Problem description: Rewrite the stretch of items from the start through the line containing "box: [110, 163, 153, 231]", changing "segment" to "outline" and leaving everything else the same.

Supplied entries:

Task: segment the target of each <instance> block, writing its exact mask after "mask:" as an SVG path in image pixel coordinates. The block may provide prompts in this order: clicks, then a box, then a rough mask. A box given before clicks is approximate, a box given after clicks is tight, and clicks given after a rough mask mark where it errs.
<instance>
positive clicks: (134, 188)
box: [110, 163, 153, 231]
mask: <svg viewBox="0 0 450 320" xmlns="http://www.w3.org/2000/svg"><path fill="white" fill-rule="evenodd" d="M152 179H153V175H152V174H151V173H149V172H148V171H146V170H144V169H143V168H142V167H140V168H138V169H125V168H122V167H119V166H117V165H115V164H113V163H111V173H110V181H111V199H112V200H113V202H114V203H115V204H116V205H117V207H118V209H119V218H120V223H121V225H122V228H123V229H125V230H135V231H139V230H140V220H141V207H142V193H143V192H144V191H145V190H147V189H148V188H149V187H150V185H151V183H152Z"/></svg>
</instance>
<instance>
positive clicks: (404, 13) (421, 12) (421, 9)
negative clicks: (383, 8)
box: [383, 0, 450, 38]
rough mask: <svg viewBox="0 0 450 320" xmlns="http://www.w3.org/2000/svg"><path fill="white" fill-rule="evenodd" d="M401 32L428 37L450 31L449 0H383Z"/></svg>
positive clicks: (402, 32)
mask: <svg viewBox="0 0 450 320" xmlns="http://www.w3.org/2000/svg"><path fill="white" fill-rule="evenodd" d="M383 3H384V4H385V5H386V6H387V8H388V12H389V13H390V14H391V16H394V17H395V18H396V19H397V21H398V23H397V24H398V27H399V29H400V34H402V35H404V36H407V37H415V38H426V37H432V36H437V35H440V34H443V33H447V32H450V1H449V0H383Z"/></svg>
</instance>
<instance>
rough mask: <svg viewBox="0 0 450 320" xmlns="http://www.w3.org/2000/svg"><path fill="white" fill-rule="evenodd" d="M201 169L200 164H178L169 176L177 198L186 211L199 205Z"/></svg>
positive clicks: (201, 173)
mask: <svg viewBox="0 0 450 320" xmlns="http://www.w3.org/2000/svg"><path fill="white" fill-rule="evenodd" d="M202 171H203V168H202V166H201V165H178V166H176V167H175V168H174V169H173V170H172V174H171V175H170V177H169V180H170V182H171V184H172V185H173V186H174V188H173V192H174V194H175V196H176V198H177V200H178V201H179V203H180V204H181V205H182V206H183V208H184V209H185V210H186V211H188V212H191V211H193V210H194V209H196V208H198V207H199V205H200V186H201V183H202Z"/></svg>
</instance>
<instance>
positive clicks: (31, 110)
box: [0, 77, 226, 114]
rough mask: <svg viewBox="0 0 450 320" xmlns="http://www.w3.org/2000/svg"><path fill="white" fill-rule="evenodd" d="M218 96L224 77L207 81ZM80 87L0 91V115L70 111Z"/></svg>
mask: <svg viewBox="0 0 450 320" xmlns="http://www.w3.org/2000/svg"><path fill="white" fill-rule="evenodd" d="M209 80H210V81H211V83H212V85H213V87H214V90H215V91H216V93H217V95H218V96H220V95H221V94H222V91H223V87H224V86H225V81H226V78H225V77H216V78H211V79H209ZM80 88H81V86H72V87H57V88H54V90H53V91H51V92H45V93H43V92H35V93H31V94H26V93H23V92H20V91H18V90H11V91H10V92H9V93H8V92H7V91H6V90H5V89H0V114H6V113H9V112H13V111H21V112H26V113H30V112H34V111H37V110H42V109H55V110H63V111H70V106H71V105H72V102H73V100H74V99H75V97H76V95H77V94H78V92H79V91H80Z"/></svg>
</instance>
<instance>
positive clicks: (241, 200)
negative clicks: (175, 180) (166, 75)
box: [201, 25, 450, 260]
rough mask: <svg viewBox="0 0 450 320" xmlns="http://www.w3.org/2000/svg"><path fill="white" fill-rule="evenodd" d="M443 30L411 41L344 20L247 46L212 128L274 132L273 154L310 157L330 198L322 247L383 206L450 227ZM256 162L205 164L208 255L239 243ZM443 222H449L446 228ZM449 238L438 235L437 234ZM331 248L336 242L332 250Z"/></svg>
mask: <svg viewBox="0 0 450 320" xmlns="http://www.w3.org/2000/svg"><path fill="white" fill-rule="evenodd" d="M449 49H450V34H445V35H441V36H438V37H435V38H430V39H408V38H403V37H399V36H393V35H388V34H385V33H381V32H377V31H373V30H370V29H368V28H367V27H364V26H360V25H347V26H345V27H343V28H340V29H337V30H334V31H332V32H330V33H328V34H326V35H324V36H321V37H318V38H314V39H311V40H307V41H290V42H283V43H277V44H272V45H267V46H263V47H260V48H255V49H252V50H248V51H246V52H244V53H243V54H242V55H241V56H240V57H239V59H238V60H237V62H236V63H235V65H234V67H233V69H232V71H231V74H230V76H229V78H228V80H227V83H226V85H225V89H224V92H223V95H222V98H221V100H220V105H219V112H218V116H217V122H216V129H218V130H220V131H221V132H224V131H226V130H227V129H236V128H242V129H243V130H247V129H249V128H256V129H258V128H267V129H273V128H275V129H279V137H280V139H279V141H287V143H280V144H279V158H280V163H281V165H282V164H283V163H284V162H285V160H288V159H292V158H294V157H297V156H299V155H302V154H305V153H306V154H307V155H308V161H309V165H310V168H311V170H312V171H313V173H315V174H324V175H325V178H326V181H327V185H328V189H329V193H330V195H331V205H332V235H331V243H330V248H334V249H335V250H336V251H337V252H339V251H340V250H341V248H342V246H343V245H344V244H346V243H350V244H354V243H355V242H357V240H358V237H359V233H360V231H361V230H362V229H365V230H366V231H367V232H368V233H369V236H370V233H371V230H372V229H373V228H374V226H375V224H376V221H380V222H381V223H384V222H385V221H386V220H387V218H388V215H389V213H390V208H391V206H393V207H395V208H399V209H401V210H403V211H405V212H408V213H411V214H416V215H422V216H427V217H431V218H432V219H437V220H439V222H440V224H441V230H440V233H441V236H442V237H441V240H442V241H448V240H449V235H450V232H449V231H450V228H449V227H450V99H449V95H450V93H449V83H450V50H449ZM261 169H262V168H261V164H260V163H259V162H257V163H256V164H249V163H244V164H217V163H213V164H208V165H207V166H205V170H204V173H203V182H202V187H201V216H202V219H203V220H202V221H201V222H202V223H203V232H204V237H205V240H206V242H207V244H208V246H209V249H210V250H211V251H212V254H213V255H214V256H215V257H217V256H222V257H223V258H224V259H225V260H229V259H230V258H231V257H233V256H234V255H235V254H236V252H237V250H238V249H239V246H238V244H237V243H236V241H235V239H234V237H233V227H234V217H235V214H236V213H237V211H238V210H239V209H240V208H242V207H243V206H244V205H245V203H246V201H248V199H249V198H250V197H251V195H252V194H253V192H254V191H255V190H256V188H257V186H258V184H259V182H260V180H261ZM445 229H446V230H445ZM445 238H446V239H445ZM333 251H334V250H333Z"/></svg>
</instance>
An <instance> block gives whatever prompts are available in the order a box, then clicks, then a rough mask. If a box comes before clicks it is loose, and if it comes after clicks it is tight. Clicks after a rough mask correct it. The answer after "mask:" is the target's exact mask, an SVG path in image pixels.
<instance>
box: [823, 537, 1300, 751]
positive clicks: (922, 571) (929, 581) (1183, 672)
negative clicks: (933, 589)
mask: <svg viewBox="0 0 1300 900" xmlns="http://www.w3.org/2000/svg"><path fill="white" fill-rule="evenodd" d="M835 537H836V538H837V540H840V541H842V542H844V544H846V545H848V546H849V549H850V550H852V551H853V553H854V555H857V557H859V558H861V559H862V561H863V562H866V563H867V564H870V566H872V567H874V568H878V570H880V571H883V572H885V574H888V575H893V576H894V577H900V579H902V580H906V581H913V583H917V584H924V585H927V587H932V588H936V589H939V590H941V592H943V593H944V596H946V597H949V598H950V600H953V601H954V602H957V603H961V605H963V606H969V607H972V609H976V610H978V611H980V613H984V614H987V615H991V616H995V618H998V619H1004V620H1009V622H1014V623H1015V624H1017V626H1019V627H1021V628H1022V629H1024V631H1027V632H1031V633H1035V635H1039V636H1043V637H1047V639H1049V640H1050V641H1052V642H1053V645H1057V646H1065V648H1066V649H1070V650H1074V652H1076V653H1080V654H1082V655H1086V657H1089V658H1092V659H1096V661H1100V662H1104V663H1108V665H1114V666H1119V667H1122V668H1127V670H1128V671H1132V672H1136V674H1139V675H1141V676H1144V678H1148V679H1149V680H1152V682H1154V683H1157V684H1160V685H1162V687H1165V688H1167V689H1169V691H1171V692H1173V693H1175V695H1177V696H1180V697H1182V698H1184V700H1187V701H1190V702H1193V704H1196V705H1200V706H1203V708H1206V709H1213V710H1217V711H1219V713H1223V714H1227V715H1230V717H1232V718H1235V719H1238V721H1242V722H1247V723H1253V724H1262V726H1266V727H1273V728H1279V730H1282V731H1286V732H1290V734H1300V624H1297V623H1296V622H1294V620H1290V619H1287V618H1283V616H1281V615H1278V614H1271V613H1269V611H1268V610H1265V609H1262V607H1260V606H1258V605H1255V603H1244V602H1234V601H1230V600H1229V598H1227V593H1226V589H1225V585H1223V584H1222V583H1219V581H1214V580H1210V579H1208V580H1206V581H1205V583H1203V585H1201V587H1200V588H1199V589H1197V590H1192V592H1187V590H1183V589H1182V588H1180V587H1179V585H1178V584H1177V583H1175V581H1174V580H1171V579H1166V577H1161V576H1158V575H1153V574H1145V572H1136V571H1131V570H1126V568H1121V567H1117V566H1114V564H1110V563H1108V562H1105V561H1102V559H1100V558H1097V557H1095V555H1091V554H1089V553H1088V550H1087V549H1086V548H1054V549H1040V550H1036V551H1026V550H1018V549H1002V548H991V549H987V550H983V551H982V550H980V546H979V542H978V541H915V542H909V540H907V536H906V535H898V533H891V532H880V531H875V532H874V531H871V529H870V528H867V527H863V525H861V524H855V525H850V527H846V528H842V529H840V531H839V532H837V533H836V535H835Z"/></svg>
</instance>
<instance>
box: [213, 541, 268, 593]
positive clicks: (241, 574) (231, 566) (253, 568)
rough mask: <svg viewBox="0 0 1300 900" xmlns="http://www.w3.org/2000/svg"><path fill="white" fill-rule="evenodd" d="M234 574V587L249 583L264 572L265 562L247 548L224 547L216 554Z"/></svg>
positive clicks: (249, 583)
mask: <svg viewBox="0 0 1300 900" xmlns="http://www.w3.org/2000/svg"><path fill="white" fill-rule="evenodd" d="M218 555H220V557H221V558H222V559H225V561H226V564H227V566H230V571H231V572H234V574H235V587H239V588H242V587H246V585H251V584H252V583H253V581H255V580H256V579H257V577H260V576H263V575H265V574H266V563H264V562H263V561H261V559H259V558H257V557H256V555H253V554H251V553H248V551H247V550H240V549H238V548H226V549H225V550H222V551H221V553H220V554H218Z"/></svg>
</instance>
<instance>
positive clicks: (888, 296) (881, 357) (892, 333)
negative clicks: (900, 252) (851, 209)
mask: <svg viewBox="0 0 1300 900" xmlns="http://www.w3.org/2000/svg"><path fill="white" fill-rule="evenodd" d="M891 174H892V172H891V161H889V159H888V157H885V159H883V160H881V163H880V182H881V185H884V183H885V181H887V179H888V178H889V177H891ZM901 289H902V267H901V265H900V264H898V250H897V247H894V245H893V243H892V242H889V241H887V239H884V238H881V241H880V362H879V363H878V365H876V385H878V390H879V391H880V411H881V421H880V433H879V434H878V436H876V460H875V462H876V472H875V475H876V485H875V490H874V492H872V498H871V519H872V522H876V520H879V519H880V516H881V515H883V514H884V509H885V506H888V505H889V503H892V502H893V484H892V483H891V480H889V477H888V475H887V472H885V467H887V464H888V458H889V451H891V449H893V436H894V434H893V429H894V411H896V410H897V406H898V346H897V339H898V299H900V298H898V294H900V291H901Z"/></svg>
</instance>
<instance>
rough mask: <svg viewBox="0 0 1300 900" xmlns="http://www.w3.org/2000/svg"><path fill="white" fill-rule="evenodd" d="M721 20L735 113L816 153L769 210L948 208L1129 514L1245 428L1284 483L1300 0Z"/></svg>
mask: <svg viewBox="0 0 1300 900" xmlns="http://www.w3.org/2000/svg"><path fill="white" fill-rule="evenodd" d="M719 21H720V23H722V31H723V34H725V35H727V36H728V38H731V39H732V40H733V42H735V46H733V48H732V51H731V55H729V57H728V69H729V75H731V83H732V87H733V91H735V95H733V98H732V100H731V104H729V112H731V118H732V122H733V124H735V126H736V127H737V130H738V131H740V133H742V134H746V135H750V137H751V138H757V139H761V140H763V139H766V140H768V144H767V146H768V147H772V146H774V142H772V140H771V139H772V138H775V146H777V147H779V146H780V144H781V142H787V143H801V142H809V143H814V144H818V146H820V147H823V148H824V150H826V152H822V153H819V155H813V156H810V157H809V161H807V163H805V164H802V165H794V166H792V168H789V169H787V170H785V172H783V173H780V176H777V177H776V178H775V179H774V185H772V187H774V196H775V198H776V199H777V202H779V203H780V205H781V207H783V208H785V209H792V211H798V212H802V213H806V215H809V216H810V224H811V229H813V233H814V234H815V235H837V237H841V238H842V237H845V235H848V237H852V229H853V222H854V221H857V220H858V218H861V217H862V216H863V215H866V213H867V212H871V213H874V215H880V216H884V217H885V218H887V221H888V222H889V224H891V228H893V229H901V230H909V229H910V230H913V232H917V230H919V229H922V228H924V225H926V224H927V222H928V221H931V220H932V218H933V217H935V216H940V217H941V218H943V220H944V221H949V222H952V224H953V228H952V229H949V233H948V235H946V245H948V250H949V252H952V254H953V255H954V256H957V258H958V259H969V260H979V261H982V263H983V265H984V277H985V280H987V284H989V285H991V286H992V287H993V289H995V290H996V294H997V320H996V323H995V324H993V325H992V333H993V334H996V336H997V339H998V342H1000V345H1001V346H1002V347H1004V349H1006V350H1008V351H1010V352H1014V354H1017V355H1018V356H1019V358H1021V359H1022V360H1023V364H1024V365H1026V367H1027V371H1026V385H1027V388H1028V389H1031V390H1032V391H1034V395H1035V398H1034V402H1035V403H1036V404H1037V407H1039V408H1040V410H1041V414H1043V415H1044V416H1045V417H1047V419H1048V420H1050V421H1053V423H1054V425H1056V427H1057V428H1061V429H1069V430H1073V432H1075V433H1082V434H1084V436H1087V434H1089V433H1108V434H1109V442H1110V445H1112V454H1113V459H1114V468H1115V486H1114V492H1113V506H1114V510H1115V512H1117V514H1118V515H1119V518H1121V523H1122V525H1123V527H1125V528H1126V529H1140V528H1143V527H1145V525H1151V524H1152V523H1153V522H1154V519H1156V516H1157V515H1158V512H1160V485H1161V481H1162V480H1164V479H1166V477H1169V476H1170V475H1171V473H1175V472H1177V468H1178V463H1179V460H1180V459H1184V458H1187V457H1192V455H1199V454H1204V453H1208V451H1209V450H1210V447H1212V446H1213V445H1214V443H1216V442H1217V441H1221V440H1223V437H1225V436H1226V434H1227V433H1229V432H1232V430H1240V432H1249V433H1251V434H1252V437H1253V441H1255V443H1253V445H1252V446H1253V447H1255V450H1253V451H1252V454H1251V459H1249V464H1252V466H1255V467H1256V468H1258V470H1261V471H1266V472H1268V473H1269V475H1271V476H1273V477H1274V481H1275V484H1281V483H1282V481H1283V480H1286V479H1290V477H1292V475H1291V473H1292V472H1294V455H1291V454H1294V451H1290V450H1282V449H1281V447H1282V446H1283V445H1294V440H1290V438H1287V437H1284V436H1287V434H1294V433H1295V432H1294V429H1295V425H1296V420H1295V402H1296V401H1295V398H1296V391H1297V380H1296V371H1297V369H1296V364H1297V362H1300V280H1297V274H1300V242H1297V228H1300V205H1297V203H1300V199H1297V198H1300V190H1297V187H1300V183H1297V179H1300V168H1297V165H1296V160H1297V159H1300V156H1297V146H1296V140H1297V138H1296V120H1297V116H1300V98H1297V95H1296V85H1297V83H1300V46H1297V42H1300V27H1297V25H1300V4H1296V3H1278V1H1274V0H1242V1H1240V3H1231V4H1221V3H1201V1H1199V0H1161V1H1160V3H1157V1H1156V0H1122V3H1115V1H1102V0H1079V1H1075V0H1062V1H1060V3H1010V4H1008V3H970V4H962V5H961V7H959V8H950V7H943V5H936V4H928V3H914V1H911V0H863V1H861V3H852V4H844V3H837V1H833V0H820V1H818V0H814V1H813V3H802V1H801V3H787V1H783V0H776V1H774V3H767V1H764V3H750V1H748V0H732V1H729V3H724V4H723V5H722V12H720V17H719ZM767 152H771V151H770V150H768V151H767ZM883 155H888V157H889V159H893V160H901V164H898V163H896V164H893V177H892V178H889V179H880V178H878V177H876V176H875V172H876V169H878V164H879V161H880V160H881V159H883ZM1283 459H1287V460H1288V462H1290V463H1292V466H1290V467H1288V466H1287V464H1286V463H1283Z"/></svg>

Your response:
Task: outline the target of each <instance> block, writing its exact mask after "mask:" as an SVG path in image pixel coordinates. The block may provide prompts in this order: clicks, then a box, then a rough mask. A box given before clicks is approximate, a box given after clicks is tight, and clicks given after a rough mask mark where it errs.
<instance>
positive clicks: (134, 188)
box: [110, 163, 153, 231]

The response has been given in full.